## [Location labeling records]
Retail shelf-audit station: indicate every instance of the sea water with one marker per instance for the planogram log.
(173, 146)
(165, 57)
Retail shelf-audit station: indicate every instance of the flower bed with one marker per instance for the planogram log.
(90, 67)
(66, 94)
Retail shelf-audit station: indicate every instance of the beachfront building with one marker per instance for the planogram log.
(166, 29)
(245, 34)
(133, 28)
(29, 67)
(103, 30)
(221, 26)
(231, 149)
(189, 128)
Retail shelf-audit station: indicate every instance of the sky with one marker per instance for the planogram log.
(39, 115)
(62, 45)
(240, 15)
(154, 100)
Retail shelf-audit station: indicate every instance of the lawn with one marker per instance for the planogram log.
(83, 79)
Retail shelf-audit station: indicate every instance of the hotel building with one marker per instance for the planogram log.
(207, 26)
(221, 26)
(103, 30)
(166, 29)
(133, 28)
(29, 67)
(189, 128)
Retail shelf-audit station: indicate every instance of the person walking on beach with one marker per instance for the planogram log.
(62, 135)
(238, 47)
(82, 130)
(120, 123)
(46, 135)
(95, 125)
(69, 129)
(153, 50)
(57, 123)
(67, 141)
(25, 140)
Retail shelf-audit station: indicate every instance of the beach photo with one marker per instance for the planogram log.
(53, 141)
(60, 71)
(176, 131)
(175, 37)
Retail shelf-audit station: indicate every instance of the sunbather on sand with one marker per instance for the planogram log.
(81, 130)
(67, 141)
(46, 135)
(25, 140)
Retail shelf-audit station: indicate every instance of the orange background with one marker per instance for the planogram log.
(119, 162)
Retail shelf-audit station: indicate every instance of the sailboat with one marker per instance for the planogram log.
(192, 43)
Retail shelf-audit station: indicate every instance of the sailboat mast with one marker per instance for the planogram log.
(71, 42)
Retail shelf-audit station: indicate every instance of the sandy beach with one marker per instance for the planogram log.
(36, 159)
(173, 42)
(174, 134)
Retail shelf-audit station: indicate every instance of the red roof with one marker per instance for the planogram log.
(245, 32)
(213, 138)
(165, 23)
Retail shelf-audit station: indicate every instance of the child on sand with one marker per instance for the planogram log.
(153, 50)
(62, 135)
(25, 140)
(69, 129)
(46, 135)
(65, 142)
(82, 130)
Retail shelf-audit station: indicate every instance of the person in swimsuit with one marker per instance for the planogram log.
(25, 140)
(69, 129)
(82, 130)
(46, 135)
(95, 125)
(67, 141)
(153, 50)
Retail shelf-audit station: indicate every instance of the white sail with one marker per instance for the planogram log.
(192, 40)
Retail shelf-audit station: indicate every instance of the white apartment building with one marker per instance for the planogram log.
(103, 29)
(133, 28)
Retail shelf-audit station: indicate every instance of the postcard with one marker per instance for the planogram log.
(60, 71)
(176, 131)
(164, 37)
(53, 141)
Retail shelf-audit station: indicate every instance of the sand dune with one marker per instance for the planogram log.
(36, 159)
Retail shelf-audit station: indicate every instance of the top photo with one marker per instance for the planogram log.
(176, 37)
==
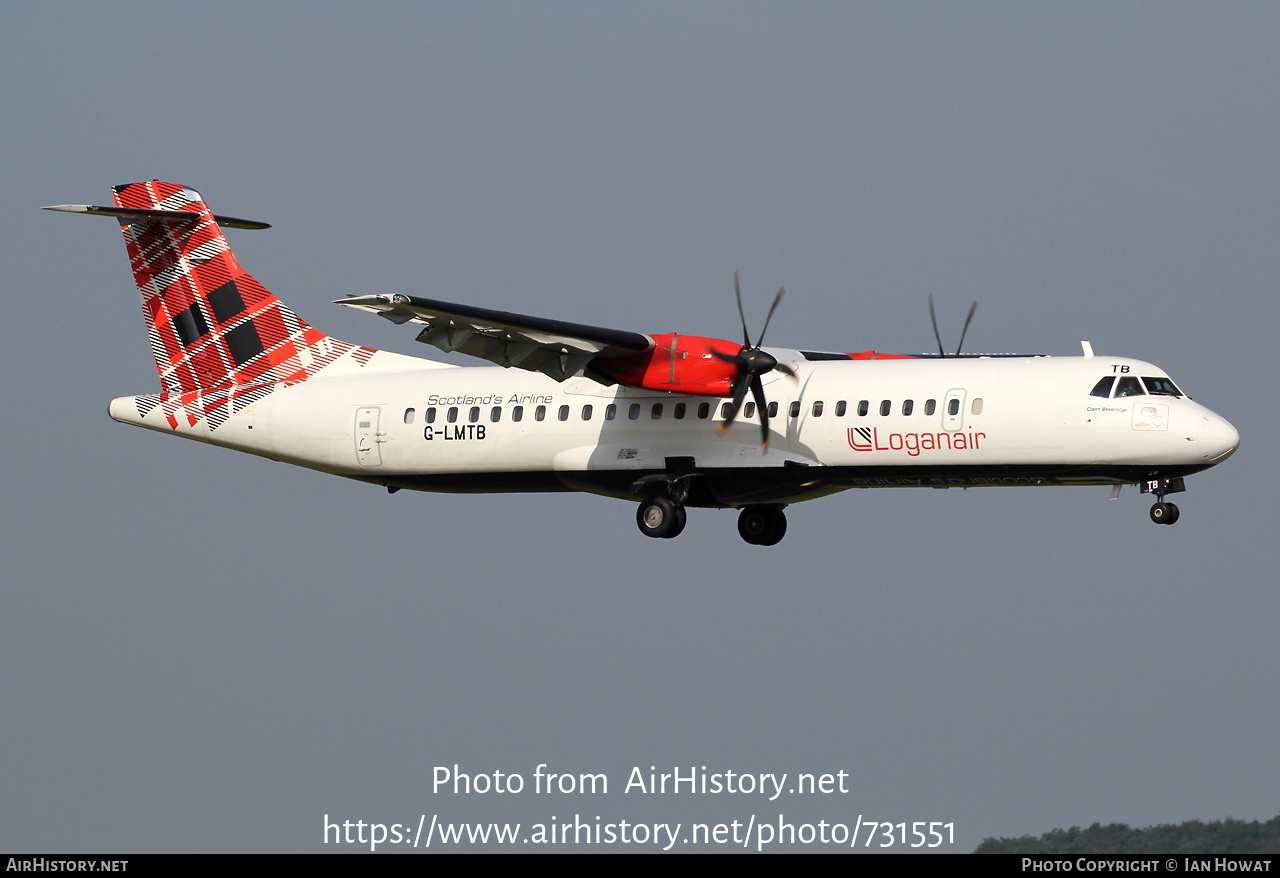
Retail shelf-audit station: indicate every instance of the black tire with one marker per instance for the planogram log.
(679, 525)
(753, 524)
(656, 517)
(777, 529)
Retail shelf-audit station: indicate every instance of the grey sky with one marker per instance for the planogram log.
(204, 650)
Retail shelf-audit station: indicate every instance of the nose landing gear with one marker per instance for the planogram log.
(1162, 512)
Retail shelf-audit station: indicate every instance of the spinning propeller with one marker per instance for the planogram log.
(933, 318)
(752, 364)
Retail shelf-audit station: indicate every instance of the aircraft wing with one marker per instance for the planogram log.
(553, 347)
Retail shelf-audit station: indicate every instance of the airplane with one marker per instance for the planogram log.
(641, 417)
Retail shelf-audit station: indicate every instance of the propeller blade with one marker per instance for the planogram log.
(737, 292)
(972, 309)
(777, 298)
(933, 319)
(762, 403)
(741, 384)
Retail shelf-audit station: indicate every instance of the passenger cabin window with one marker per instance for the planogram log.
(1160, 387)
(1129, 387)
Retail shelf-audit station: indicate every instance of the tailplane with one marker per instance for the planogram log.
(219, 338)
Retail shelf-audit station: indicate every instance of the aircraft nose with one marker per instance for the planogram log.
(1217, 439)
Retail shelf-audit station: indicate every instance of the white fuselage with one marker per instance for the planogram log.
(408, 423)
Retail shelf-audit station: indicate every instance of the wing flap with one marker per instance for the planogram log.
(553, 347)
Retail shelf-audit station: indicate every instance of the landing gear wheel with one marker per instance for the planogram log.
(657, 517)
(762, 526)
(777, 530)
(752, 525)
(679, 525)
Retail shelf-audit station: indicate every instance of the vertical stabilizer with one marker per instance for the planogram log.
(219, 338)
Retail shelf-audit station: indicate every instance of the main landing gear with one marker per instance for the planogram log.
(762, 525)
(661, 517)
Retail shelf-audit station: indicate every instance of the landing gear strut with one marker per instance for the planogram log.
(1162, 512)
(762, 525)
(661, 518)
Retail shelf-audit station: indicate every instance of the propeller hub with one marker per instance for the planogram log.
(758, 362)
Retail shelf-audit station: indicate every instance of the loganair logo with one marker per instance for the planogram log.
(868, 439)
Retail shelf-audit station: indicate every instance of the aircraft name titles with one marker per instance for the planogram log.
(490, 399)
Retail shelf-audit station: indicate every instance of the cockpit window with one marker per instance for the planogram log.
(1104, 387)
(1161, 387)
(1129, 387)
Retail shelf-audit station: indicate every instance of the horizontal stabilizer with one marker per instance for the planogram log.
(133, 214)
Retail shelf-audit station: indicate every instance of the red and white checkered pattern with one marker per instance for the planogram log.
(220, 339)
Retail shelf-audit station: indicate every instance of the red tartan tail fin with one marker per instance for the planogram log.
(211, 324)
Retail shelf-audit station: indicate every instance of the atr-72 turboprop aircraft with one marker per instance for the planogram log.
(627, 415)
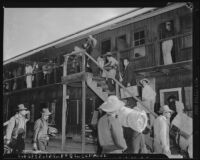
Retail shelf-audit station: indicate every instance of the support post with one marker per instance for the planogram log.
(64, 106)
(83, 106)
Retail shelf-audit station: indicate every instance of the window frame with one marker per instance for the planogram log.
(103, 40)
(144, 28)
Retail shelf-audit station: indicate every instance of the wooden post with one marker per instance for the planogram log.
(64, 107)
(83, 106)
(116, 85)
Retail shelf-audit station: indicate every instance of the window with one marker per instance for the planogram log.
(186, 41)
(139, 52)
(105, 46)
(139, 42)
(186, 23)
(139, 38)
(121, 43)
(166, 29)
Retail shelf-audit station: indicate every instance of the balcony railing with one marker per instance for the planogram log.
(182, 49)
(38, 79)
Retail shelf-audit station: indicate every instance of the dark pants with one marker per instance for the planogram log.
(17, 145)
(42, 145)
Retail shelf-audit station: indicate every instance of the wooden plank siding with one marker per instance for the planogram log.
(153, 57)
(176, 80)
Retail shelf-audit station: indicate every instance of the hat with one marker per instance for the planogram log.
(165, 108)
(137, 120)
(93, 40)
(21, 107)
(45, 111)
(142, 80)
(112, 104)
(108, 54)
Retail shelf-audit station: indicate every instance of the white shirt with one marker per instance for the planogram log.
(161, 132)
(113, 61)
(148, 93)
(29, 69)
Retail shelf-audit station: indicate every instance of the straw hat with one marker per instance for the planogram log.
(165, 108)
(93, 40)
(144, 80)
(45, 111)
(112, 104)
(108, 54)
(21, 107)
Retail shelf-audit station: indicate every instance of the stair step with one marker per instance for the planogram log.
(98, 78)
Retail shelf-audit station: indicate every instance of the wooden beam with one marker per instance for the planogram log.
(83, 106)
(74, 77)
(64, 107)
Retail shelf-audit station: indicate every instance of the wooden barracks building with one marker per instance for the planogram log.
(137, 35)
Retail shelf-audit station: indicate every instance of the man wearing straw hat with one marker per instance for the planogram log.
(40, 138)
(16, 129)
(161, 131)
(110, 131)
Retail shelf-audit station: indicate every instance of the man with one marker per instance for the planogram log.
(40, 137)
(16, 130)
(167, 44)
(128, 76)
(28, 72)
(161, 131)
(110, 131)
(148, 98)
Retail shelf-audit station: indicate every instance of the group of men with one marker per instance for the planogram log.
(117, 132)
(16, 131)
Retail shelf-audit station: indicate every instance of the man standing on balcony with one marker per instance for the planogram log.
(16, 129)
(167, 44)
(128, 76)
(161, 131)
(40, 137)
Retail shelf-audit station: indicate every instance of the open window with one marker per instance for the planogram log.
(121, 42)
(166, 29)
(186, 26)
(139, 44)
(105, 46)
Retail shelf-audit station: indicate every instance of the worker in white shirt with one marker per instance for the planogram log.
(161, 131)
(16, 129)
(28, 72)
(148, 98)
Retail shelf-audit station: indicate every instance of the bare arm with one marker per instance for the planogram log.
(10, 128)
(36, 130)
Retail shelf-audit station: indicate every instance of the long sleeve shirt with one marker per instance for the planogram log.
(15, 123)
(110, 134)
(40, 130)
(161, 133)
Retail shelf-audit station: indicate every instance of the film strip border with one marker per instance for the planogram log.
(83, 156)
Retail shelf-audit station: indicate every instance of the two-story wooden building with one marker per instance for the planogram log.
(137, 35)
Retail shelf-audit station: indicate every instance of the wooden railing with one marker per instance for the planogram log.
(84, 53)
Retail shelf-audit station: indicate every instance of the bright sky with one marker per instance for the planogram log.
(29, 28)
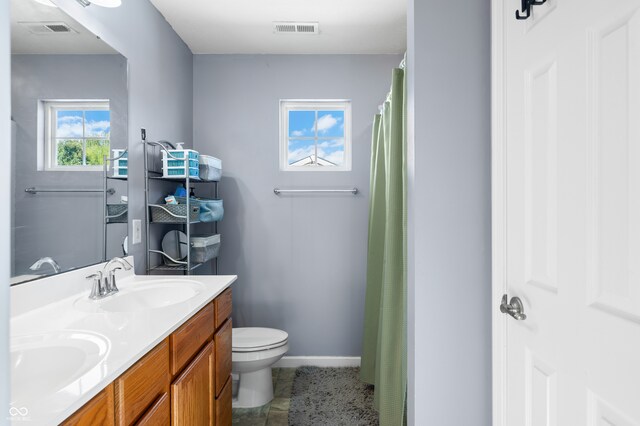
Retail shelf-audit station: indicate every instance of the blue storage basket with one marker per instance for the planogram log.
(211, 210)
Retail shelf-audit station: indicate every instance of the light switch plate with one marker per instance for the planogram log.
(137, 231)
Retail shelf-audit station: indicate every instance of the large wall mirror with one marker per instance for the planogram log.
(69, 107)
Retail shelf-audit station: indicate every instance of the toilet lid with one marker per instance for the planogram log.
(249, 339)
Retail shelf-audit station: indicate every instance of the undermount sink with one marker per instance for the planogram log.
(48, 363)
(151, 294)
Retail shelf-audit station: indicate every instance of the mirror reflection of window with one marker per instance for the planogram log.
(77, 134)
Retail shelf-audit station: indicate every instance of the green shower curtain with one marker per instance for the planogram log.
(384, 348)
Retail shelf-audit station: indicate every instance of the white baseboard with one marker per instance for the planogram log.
---
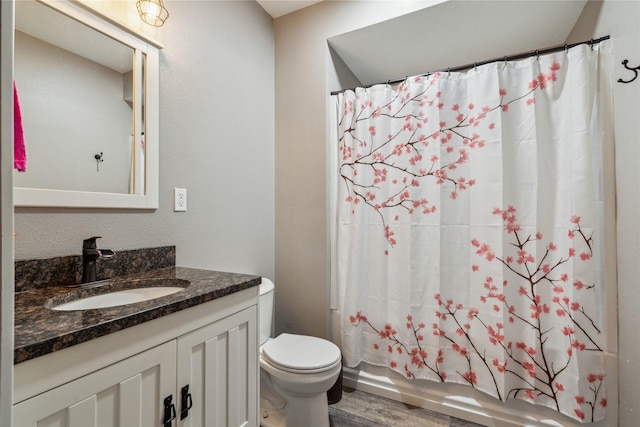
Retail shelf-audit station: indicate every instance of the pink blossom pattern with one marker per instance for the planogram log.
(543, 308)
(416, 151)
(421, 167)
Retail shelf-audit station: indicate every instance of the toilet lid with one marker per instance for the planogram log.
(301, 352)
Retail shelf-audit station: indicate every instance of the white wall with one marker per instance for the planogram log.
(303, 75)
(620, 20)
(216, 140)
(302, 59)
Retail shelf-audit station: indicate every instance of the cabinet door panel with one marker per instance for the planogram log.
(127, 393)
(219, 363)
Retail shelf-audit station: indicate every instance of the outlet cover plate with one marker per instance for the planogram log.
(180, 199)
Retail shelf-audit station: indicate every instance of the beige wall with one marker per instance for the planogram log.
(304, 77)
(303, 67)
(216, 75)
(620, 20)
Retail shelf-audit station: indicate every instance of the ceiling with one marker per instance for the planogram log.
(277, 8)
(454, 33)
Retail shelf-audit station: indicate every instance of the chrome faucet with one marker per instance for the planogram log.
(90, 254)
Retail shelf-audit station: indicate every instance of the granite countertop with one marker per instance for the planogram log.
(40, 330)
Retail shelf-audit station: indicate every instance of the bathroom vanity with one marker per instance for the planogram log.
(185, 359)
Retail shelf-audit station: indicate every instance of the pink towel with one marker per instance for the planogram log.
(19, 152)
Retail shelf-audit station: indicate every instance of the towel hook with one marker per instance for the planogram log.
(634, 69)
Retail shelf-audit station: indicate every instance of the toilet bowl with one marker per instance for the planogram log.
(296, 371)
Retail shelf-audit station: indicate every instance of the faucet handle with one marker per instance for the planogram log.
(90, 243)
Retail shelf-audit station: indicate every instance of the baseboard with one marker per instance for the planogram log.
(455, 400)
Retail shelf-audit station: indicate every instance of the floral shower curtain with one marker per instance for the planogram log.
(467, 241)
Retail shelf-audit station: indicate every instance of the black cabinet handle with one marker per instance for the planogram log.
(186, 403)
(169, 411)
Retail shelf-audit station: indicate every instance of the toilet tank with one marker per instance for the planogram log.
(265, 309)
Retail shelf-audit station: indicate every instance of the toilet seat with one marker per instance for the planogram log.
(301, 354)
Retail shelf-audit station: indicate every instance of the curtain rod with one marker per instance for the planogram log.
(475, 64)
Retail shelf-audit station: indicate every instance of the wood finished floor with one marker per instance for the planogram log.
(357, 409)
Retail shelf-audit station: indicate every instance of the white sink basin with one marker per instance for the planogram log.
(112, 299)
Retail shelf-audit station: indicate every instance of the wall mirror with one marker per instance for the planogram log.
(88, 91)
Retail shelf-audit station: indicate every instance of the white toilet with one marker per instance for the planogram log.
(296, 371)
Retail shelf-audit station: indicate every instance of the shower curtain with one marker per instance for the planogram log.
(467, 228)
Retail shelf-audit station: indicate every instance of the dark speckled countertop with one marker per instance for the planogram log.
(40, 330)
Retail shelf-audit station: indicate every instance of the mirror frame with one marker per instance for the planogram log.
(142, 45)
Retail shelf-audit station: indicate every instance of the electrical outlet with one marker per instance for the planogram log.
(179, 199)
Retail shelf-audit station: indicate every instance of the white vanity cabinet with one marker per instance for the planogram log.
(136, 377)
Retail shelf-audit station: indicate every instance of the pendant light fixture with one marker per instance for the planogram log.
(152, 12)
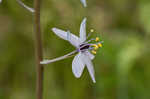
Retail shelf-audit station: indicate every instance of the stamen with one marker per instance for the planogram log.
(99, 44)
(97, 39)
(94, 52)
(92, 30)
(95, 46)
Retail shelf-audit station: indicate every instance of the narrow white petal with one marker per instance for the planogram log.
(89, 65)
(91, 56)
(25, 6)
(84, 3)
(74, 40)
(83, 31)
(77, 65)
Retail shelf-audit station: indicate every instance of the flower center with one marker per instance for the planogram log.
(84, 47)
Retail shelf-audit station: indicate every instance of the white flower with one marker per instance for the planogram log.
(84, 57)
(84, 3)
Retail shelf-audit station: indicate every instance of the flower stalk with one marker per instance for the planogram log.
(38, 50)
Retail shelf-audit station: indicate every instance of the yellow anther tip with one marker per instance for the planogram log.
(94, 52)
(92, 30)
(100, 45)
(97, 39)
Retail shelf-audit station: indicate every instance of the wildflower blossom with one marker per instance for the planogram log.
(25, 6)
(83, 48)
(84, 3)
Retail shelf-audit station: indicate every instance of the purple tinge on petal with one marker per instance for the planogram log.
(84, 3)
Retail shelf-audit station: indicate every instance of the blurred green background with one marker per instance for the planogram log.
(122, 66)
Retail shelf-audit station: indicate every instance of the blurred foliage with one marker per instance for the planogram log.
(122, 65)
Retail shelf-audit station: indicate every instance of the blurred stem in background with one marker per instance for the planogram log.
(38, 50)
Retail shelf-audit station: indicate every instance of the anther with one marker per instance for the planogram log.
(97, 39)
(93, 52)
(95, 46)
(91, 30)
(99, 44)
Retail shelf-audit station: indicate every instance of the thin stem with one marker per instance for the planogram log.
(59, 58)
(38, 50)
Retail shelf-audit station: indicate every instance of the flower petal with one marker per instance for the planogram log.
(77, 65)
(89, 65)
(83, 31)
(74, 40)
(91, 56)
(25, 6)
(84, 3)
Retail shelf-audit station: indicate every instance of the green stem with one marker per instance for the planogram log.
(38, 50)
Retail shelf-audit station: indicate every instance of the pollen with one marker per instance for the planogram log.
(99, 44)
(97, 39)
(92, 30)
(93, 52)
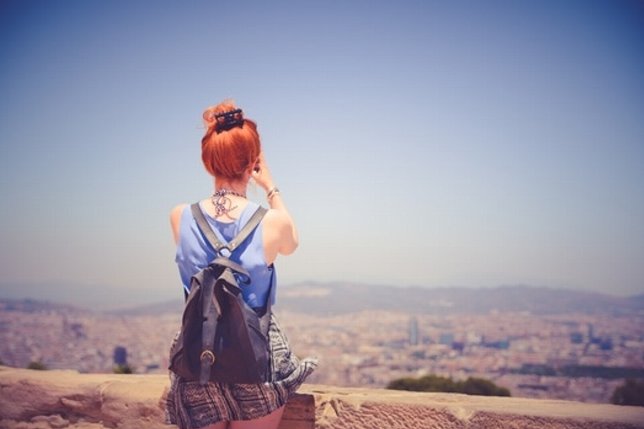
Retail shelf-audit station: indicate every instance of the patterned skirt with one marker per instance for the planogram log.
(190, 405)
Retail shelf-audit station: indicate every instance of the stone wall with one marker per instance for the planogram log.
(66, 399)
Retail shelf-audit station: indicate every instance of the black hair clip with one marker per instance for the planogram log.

## [Do this]
Tally the lines in the records that contain the string "shirt", treating uppercase and lowercase as different, and give only the number.

## [Written answer]
3